* **Text block**
┌──

Feat: Ontology-aware validate_extracted_graph with fallback-scope classification (prerequisite for #75)

# Feat: Ontology-aware `validate_extracted_graph(spec, graph)` with fallback-granularity classification

> **Status**: Prerequisite issue, split out from epic [#75](https://github.com/GoogleCloudPlatform/BigQuery-Agent-Analytics-SDK/issues/75). Independently useful — ships a validator the SDK needs regardless of whether the epic proceeds.

## Goal

Ship a real ontology-aware validator that checks an `ExtractedGraph` against a `ResolvedGraph` (the runtime-facing spec surface), not just container shape. Return a structured `ValidationReport` that classifies each failure by the smallest safe unit of replacement (field / node / edge / event), so downstream consumers can fall back at the right granularity.

## Motivation

### What exists today

- [`extracted_models.py:18`](https://github.com/GoogleCloudPlatform/BigQuery-Agent-Analytics-SDK/blob/main/src/bigquery_agent_analytics/extracted_models.py) defines `ExtractedProperty.value: Any` — no ontology-level type check.
- `ExtractedGraph` validates container shape (nodes/edges are lists, fields present) but not ontology correctness: unknown field names survive, type mismatches pass, unknown entity types aren't rejected.
- [`ontology_materializer.py:263`](https://github.com/GoogleCloudPlatform/BigQuery-Agent-Analytics-SDK/blob/main/src/bigquery_agent_analytics/ontology_materializer.py) silently drops unknown fields and lets missing edge keys become empty strings.

The practical consequence: an LLM or hand-written extractor can produce output that "validates" through Pydantic but maps to nonsense rows in the property-graph DDL — empty-string edge keys, orphan edges pointing at `node_id`s the extractor never emitted, properties with string values on int fields.

└──

* **Stored data**

┌──

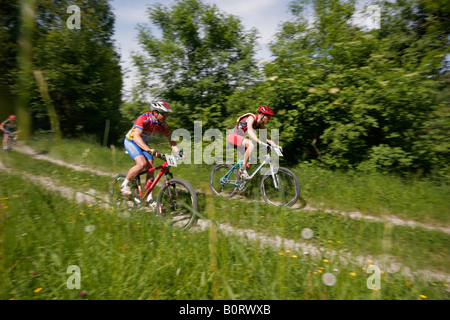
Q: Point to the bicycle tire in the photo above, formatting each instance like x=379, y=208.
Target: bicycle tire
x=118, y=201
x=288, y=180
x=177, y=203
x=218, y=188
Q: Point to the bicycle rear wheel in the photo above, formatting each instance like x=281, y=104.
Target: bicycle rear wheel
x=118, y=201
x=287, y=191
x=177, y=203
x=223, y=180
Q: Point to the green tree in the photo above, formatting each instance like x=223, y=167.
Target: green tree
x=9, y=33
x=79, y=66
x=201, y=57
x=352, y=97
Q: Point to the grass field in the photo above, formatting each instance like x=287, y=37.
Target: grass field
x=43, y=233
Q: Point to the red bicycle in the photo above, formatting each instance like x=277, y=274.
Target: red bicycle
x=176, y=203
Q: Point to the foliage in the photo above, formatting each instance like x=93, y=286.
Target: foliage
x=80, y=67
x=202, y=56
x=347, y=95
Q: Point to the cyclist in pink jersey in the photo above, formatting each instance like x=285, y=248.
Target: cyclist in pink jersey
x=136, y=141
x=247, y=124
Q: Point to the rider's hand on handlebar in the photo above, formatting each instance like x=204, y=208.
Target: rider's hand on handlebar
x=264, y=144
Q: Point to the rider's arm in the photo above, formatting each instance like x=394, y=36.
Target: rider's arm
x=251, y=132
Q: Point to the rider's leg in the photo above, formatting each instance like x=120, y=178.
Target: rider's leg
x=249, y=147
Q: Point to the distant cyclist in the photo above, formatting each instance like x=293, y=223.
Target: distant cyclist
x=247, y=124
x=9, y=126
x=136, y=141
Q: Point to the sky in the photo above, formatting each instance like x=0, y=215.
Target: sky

└──
┌──

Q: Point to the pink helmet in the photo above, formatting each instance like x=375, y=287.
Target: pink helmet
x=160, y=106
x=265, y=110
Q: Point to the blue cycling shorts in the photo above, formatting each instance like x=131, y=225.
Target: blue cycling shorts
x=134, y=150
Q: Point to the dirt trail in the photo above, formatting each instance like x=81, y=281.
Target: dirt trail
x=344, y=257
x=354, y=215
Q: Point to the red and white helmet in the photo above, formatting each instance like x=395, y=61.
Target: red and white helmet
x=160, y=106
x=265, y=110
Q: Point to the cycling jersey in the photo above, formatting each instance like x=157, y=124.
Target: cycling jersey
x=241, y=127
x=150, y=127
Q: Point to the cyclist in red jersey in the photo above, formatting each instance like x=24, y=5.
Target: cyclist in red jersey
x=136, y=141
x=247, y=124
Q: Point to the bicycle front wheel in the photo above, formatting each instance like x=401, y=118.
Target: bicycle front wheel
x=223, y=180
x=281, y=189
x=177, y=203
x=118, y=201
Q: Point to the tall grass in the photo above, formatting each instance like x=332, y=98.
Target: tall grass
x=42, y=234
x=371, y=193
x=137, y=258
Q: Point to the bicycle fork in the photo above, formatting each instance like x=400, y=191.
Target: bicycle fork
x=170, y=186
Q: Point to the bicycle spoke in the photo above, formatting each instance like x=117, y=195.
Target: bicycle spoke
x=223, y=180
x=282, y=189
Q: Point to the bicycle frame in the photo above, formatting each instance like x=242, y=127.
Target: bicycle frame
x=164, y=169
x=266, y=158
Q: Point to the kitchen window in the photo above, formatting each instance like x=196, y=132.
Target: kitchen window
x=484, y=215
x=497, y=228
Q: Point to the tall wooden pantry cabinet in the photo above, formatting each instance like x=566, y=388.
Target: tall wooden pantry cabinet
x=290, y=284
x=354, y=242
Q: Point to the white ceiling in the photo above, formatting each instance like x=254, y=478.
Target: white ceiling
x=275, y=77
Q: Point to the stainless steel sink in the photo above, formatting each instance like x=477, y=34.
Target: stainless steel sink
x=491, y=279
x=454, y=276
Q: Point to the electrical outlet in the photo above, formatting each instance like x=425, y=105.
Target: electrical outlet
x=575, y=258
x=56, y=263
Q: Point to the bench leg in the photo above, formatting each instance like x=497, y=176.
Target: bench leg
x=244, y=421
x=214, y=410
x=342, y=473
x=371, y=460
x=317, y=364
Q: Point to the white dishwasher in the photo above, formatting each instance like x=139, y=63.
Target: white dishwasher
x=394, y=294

└──

* **What to work on**
**1.** For the validator issue above the material, decide whether each statement agrees with it, and answer yes or no with the deciding words quoted: (a) the ontology materializer silently drops unknown fields; (b) ExtractedGraph rejects unknown entity types; (c) the validator is useful only if epic #75 proceeds.
**2.** Please name the units the validator issue uses to classify each failure in the ValidationReport.

* **Results for the exercise**
**1.**
(a) Yes: "silently drops unknown fields and lets missing edge keys become empty strings."
(b) No: "unknown entity types aren't rejected."
(c) No: "ships a validator the SDK needs regardless of whether the epic proceeds."

**2.** Field, node, edge, and event.